Required work: Give again, unaltered, the lines of the listing below that run from the line having "Task: point out the asphalt" through the line having "Task: point out the cyclist's hand, placing".

Data for review:
--- START ---

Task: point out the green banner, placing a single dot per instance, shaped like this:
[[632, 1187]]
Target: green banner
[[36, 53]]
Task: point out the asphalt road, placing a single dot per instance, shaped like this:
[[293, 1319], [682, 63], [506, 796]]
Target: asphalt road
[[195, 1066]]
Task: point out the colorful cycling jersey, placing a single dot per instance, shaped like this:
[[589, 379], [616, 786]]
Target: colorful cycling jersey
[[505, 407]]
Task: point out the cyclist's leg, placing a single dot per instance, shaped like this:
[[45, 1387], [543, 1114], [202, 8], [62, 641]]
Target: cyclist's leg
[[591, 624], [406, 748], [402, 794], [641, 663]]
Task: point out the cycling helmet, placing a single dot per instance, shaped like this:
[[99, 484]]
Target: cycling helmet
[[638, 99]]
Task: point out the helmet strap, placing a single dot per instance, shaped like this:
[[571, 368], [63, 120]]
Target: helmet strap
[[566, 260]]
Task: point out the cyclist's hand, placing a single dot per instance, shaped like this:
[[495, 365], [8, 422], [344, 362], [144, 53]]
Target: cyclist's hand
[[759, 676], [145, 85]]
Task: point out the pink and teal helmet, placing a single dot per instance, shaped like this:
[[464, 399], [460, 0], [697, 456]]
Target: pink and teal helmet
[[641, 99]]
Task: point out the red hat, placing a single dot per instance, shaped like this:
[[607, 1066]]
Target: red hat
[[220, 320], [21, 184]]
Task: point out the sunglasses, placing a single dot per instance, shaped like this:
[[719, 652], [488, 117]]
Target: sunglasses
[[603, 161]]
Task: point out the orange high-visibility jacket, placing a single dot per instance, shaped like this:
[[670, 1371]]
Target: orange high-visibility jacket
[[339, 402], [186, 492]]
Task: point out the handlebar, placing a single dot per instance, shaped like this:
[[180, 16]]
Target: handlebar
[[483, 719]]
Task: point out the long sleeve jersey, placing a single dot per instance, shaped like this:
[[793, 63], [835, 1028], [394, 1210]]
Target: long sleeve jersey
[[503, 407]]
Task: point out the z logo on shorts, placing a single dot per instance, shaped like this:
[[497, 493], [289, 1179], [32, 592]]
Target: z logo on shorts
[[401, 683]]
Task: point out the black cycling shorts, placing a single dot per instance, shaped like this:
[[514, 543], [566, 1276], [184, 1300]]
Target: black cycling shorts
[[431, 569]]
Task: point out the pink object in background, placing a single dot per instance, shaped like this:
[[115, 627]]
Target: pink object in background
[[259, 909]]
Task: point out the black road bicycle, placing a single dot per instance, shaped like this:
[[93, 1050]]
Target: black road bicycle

--- END ---

Answer for the task:
Task: point out the asphalt road, placing a single dot per instance, shaped like this:
[[293, 1319], [682, 63], [506, 796]]
Target: asphalt road
[[195, 1066]]
Task: point out the colorful cycling jersey, placing a single dot per instance, shaped like this:
[[589, 379], [616, 786]]
Target: colorful cycling jersey
[[505, 407]]
Task: point out the cyclist's leg, placing a single dot per instance, shaped like this:
[[45, 1387], [543, 1114], [202, 8], [62, 641]]
Target: cyclist's leg
[[591, 624], [406, 748], [402, 794], [641, 663]]
Task: point out the cycling helmet, placing a single dot per instance, shaped like this:
[[99, 484]]
Target: cycling helmet
[[638, 99]]
Task: point out the helmet strap, placing a single dot per instance, shaped like this:
[[571, 368], [63, 120]]
Target: helmet strap
[[566, 260]]
Task: point out the cyclist's hand, placing a single dot per instance, shaped like this:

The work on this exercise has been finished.